▶ [PASSAGE SHOWN]
==============================

And the current landscape is far different from the Midland of 1984. That year, Michael L. Williams, then a chief prosecutor in the district attorney’s office, was running for county attorney. His campaign team realized it faced an uphill battle when an internal poll showed that almost 25 percent of the city, which leans conservative, said they would not vote for a black candidate in the Republican primary.

“That dictated our campaign,” Williams, now the state’s education commissioner, told Texas Monthly in 2001. “We ran a race where nobody saw me. I rarely got out. No picture — it wasn’t on anything. We just tried to tell every award I’d ever won.”

Williams lost the Republican primary race to his opponent, Mark Dettman.

James and Morales face very different  circumstances. Both are well-known figures in local politics. James has been elected twice in a conservative district. Morales was born and raised in Midland and has served as an at-large councilman for five years.

A spokesman for Williams said that Williams had declined to comment for this article because “he is very mindful that comments in this context might have an influence on the outcome” of the mayoral race.

Ernest Angelo, a former Midland mayor and a supporter of Williams during his 1984 campaign, called Midland a “broad-minded city” in respect to how the community votes in local races.

But Angelo acknowledged that the current mayoral race might not have gone this way 30 years ago, although he said that the current candidates are ideal because of their ability to run effective campaigns rather than for any demographic reason.

“I don’t know 30 years ago who the candidates would’ve been,” Angelo said, referring to the mayoral race. He said that black and Latino leaders had “come forward and increased their ability to participate and fund a campaign,” adding, “I don’t think it’s a reflection of their race.”

==============================

▶ [ASSIGNED TASK]
Quote the passage on Midland's mayoral race and Michael L. Williams's 1984 county attorney campaign in full, word for word.

▶ [GIVEN DATA]
==============================

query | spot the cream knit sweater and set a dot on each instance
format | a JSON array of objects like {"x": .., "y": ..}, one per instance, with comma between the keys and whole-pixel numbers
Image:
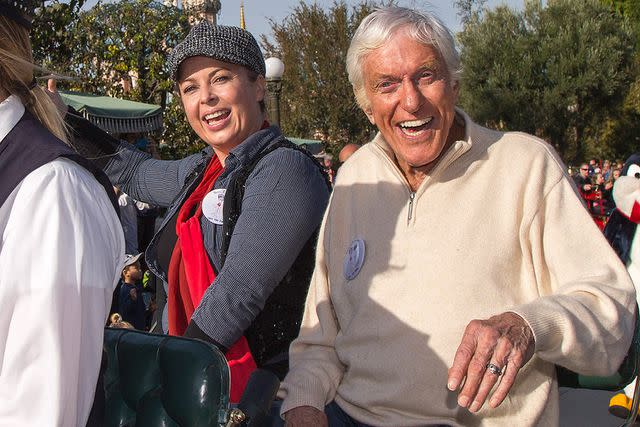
[{"x": 497, "y": 226}]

==============================

▶ [SOLUTION]
And the current landscape is far different from the Midland of 1984. That year, Michael L. Williams, then a chief prosecutor in the district attorney’s office, was running for county attorney. His campaign team realized it faced an uphill battle when an internal poll showed that almost 25 percent of the city, which leans conservative, said they would not vote for a black candidate in the Republican primary.

“That dictated our campaign,” Williams, now the state’s education commissioner, told Texas Monthly in 2001. “We ran a race where nobody saw me. I rarely got out. No picture — it wasn’t on anything. We just tried to tell every award I’d ever won.”

Williams lost the Republican primary race to his opponent, Mark Dettman.

James and Morales face very different  circumstances. Both are well-known figures in local politics. James has been elected twice in a conservative district. Morales was born and raised in Midland and has served as an at-large councilman for five years.

A spokesman for Williams said that Williams had declined to comment for this article because “he is very mindful that comments in this context might have an influence on the outcome” of the mayoral race.

Ernest Angelo, a former Midland mayor and a supporter of Williams during his 1984 campaign, called Midland a “broad-minded city” in respect to how the community votes in local races.

But Angelo acknowledged that the current mayoral race might not have gone this way 30 years ago, although he said that the current candidates are ideal because of their ability to run effective campaigns rather than for any demographic reason.

“I don’t know 30 years ago who the candidates would’ve been,” Angelo said, referring to the mayoral race. He said that black and Latino leaders had “come forward and increased their ability to participate and fund a campaign,” adding, “I don’t think it’s a reflection of their race.”